Object location entries for images:
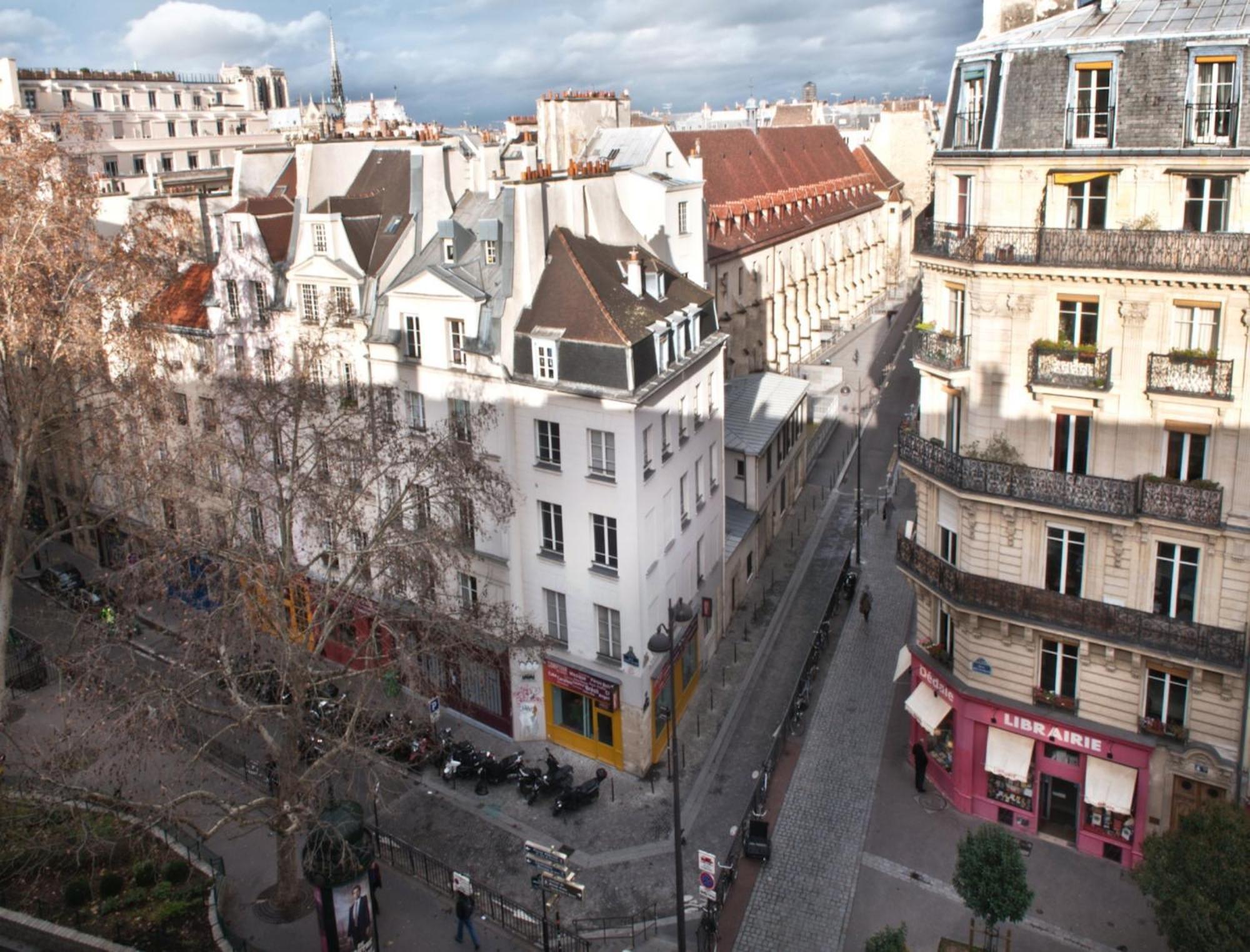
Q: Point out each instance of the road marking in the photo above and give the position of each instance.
(948, 893)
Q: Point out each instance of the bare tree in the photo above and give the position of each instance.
(319, 539)
(73, 364)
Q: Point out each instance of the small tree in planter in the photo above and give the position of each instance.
(991, 879)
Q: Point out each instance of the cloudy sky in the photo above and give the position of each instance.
(481, 61)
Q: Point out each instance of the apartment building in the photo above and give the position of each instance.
(1081, 557)
(141, 124)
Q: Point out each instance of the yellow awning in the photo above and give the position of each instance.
(928, 708)
(1111, 785)
(1076, 178)
(1009, 755)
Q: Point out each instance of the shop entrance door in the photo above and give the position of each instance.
(1061, 804)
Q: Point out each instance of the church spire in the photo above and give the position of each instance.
(337, 97)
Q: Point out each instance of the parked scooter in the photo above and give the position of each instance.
(536, 783)
(578, 798)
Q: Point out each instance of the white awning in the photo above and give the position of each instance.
(904, 664)
(1111, 786)
(1009, 755)
(928, 708)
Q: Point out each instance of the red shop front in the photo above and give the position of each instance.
(1034, 773)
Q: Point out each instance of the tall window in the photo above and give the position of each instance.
(603, 453)
(1167, 697)
(309, 305)
(1078, 323)
(1213, 114)
(1072, 444)
(1207, 204)
(1087, 204)
(609, 624)
(1066, 560)
(552, 527)
(457, 338)
(1059, 668)
(462, 425)
(548, 442)
(416, 404)
(1176, 580)
(412, 337)
(604, 537)
(1092, 116)
(558, 617)
(544, 360)
(1196, 328)
(1187, 457)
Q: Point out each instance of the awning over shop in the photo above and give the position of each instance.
(1008, 755)
(1111, 786)
(904, 663)
(928, 708)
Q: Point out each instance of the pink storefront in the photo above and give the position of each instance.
(1029, 770)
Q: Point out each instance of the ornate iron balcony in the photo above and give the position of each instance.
(1218, 253)
(1212, 124)
(1191, 375)
(1069, 368)
(1157, 634)
(942, 350)
(1199, 505)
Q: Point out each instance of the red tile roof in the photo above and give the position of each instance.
(182, 303)
(776, 184)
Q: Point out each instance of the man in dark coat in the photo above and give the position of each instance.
(922, 761)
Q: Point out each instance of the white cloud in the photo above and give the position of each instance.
(202, 36)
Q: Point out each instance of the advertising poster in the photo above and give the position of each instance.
(354, 916)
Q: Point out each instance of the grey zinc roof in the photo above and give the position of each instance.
(756, 408)
(738, 523)
(1127, 21)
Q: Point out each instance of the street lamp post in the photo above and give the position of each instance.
(664, 642)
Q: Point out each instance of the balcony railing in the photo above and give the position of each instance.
(1157, 634)
(1212, 124)
(968, 131)
(1091, 128)
(1101, 495)
(1069, 368)
(942, 350)
(1218, 253)
(1191, 377)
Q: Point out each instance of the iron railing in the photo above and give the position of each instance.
(1212, 124)
(968, 131)
(1191, 377)
(1071, 368)
(942, 350)
(1102, 495)
(1217, 253)
(1089, 127)
(1157, 634)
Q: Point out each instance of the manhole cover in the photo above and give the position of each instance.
(932, 803)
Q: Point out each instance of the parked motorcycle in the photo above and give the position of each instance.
(534, 783)
(578, 798)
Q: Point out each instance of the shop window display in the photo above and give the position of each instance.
(1013, 793)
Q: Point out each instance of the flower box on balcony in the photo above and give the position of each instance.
(1042, 697)
(1162, 729)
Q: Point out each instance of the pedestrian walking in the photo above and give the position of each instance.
(464, 915)
(922, 763)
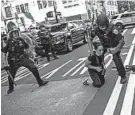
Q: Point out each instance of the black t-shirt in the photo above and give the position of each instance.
(96, 60)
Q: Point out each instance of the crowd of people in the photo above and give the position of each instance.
(20, 50)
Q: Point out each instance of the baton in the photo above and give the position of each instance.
(10, 76)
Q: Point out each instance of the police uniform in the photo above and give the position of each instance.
(17, 58)
(47, 43)
(112, 38)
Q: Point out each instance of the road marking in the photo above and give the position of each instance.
(129, 96)
(109, 110)
(109, 62)
(81, 61)
(133, 32)
(49, 74)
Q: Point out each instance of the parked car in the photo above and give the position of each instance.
(123, 19)
(67, 34)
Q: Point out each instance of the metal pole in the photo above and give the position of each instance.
(55, 11)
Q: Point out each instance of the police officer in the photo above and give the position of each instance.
(113, 41)
(17, 57)
(47, 42)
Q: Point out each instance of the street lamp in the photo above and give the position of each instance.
(55, 11)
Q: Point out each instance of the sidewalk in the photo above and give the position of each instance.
(68, 97)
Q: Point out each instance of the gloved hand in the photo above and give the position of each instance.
(6, 68)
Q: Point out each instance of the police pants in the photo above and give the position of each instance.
(48, 48)
(26, 62)
(97, 77)
(118, 63)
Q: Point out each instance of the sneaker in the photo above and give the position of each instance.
(43, 83)
(10, 90)
(123, 80)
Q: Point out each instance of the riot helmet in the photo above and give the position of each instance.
(102, 21)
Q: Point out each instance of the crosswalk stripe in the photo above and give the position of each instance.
(109, 110)
(129, 96)
(133, 32)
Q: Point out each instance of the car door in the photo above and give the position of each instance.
(126, 18)
(72, 30)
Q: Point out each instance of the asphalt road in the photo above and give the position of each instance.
(111, 99)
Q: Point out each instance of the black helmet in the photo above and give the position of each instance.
(102, 20)
(41, 26)
(14, 29)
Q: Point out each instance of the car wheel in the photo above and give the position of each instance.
(119, 26)
(85, 38)
(69, 45)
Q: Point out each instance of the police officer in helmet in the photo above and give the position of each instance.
(17, 57)
(47, 41)
(113, 41)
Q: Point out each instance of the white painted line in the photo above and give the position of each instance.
(109, 110)
(129, 96)
(81, 61)
(133, 32)
(109, 62)
(78, 70)
(49, 74)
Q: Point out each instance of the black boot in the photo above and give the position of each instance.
(123, 80)
(10, 90)
(43, 83)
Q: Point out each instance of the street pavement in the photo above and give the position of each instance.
(65, 93)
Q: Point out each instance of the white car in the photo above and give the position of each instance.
(123, 19)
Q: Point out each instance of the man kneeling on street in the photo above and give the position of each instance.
(17, 57)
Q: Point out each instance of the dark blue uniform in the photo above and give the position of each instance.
(17, 58)
(111, 40)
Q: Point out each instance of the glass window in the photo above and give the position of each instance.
(39, 4)
(64, 1)
(18, 10)
(50, 3)
(27, 7)
(8, 11)
(22, 8)
(44, 3)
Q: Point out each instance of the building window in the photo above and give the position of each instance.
(18, 10)
(50, 3)
(39, 4)
(22, 8)
(26, 7)
(8, 11)
(44, 3)
(64, 1)
(69, 1)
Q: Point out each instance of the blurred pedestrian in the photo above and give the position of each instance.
(47, 42)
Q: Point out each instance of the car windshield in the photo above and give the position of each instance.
(114, 17)
(58, 28)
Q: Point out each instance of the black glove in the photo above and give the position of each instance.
(6, 68)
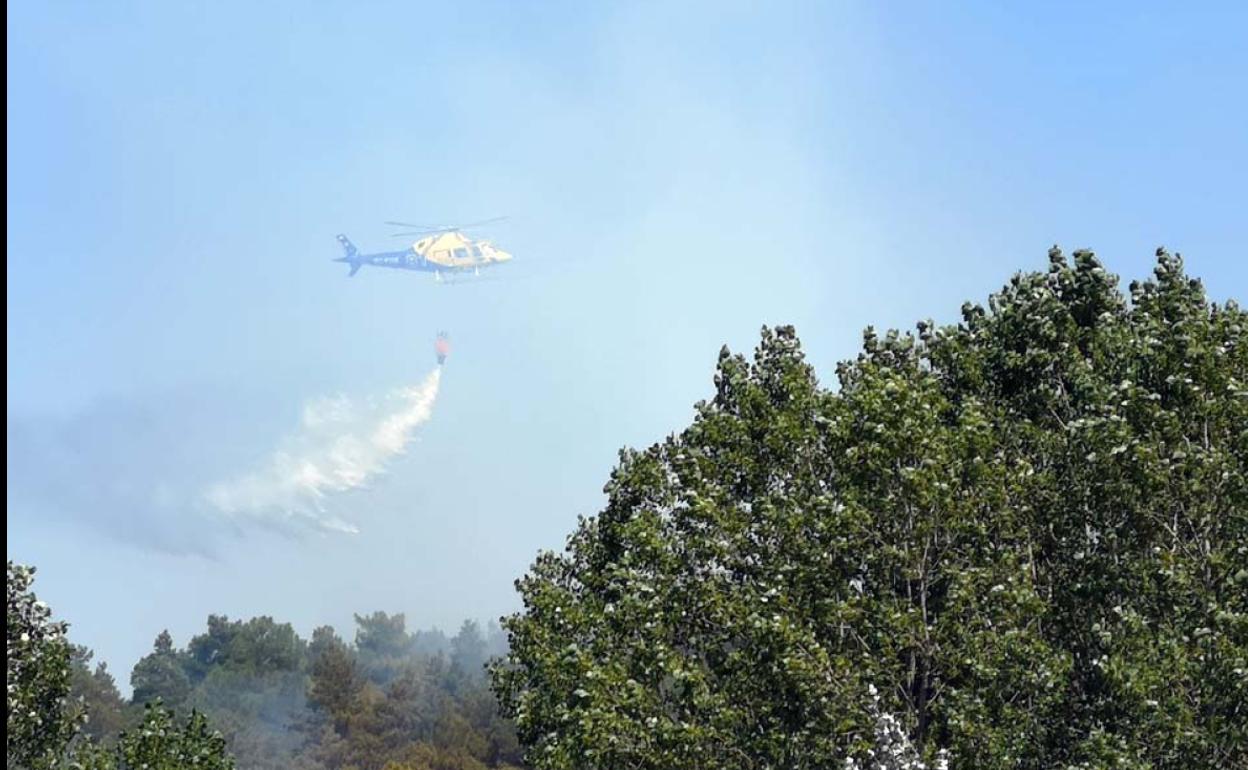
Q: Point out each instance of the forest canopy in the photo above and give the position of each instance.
(1020, 539)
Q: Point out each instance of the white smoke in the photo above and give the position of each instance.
(340, 446)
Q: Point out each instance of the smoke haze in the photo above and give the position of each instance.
(167, 478)
(340, 446)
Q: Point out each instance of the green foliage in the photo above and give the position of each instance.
(107, 713)
(41, 719)
(281, 703)
(161, 674)
(44, 719)
(1028, 531)
(160, 744)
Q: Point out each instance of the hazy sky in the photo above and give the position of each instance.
(675, 177)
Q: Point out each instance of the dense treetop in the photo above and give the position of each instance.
(1028, 531)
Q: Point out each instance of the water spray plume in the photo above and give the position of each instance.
(341, 446)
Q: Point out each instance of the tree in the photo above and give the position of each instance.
(41, 720)
(160, 744)
(336, 685)
(97, 693)
(161, 674)
(1028, 531)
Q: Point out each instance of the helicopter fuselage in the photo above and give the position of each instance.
(447, 253)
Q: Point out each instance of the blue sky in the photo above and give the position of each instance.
(677, 175)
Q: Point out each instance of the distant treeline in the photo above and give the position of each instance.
(390, 699)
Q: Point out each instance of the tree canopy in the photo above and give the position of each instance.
(1027, 531)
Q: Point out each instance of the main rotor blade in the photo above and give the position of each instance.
(479, 224)
(417, 226)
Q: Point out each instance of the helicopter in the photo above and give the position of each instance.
(441, 250)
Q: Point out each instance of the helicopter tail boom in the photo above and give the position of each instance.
(351, 255)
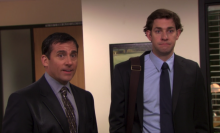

→ Written task:
Please list, copied in full, every line of the records above that contains the string "dark". The match is case-sensitive.

→ Solution for this problem:
Q: Point out each instance of the man in dark coat in the photo above and give the position of each instance.
Q: Point out each instance of the dark blue uniform in the photo above and give the position of each instance.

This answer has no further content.